start

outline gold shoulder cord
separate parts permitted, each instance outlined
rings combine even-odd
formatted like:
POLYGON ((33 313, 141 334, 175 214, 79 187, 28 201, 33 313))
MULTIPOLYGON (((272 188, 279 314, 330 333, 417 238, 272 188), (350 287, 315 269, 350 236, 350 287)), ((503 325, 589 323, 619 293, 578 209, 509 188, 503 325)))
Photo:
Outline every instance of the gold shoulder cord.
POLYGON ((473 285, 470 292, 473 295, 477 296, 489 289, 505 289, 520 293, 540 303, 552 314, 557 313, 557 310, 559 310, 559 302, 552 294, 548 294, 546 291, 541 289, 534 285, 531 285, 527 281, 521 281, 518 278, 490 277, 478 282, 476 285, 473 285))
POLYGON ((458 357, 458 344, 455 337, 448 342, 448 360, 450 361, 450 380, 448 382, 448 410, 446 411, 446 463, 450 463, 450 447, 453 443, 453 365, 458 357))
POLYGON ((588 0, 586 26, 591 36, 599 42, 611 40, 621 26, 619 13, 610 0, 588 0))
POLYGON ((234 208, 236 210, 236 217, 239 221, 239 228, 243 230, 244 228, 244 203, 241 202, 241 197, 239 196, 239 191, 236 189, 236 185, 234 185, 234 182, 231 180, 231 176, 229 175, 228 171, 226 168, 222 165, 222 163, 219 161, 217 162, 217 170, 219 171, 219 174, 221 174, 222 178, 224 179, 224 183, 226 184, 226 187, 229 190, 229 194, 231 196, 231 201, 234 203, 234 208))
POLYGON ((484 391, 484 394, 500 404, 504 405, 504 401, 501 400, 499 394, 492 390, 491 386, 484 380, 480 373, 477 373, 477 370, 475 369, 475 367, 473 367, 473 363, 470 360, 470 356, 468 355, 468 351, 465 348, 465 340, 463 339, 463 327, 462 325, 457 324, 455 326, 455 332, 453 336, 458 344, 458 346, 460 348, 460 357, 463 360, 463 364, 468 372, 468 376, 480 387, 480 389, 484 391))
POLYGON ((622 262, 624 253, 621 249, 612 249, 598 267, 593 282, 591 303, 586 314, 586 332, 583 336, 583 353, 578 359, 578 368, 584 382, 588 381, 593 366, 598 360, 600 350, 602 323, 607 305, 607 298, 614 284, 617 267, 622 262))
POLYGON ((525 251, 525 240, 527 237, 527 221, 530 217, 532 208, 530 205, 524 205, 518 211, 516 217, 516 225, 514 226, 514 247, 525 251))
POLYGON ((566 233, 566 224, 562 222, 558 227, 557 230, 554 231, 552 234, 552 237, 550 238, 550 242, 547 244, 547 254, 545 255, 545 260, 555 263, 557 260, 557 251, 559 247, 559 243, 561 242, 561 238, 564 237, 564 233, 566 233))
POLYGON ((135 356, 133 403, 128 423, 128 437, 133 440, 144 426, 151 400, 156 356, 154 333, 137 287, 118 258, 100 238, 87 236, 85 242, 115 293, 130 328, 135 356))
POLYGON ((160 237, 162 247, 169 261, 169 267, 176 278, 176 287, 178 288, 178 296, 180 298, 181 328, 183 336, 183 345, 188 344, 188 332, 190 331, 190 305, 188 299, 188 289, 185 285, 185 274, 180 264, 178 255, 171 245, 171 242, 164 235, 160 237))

end

» Description of the task: Write out each of the lines above as one string in a JSON list, leaving out any blank lines.

» Exercise response:
[
  "outline gold shoulder cord",
  "separate parts permitted, each instance outlined",
  "rings combine even-odd",
  "formatted like:",
  "POLYGON ((33 313, 141 334, 175 214, 79 187, 28 201, 33 313))",
  "MULTIPOLYGON (((272 188, 279 314, 330 333, 417 238, 272 188), (350 287, 315 269, 350 236, 350 287)), ((503 325, 589 323, 619 293, 578 209, 509 188, 503 325)))",
  "Photo:",
  "Outline every instance of the gold shoulder cord.",
  "POLYGON ((473 285, 470 292, 473 295, 477 296, 489 289, 505 289, 520 293, 540 303, 552 314, 557 313, 557 310, 559 310, 559 302, 552 294, 548 294, 546 291, 541 289, 534 285, 531 285, 527 281, 521 281, 518 278, 490 277, 478 282, 476 285, 473 285))",
  "POLYGON ((458 357, 458 344, 455 337, 448 342, 448 360, 450 361, 450 380, 448 382, 448 410, 446 411, 446 463, 450 463, 450 447, 453 443, 453 365, 458 357))",
  "POLYGON ((588 0, 586 26, 591 36, 599 42, 611 40, 621 26, 619 13, 610 0, 588 0))",
  "POLYGON ((234 208, 236 210, 236 217, 239 221, 239 228, 243 230, 244 228, 244 203, 241 202, 241 197, 239 196, 239 191, 236 189, 236 185, 234 185, 234 182, 231 180, 231 176, 229 175, 228 171, 226 168, 222 165, 222 163, 219 161, 217 162, 217 170, 219 171, 219 174, 221 174, 222 178, 224 179, 224 183, 226 184, 226 187, 229 190, 229 194, 231 196, 231 201, 234 203, 234 208))",
  "POLYGON ((484 391, 484 394, 500 404, 504 405, 504 401, 501 400, 499 394, 492 390, 491 386, 484 380, 480 373, 477 373, 477 370, 475 369, 475 367, 473 367, 473 363, 470 360, 470 356, 468 355, 468 351, 465 348, 465 340, 463 339, 463 327, 462 325, 457 324, 455 326, 455 332, 453 336, 458 344, 458 346, 460 348, 460 357, 463 360, 463 364, 468 372, 468 376, 480 387, 480 389, 484 391))",
  "POLYGON ((622 262, 624 253, 621 249, 612 249, 598 267, 593 282, 591 303, 586 314, 586 332, 583 336, 583 353, 578 359, 578 368, 584 382, 588 381, 593 366, 598 360, 600 350, 602 323, 607 305, 607 298, 614 284, 617 267, 622 262))",
  "POLYGON ((525 251, 525 240, 527 237, 527 221, 530 217, 532 208, 530 205, 524 205, 518 211, 516 217, 516 225, 514 226, 514 247, 525 251))",
  "POLYGON ((566 233, 566 224, 562 222, 558 227, 557 230, 554 231, 552 234, 552 237, 550 238, 550 242, 547 244, 547 254, 545 255, 545 260, 555 263, 557 260, 557 251, 559 247, 559 243, 561 242, 561 238, 564 237, 564 233, 566 233))",
  "POLYGON ((135 356, 133 403, 128 423, 128 437, 133 440, 144 426, 151 400, 156 356, 154 333, 137 287, 118 258, 100 238, 87 236, 85 242, 115 293, 130 328, 135 356))",
  "POLYGON ((160 237, 162 247, 169 261, 169 267, 176 278, 176 287, 178 288, 178 296, 180 298, 181 328, 183 336, 183 345, 188 344, 188 332, 190 331, 190 305, 188 299, 188 289, 185 285, 185 274, 180 264, 178 255, 171 245, 171 242, 164 235, 160 237))"
]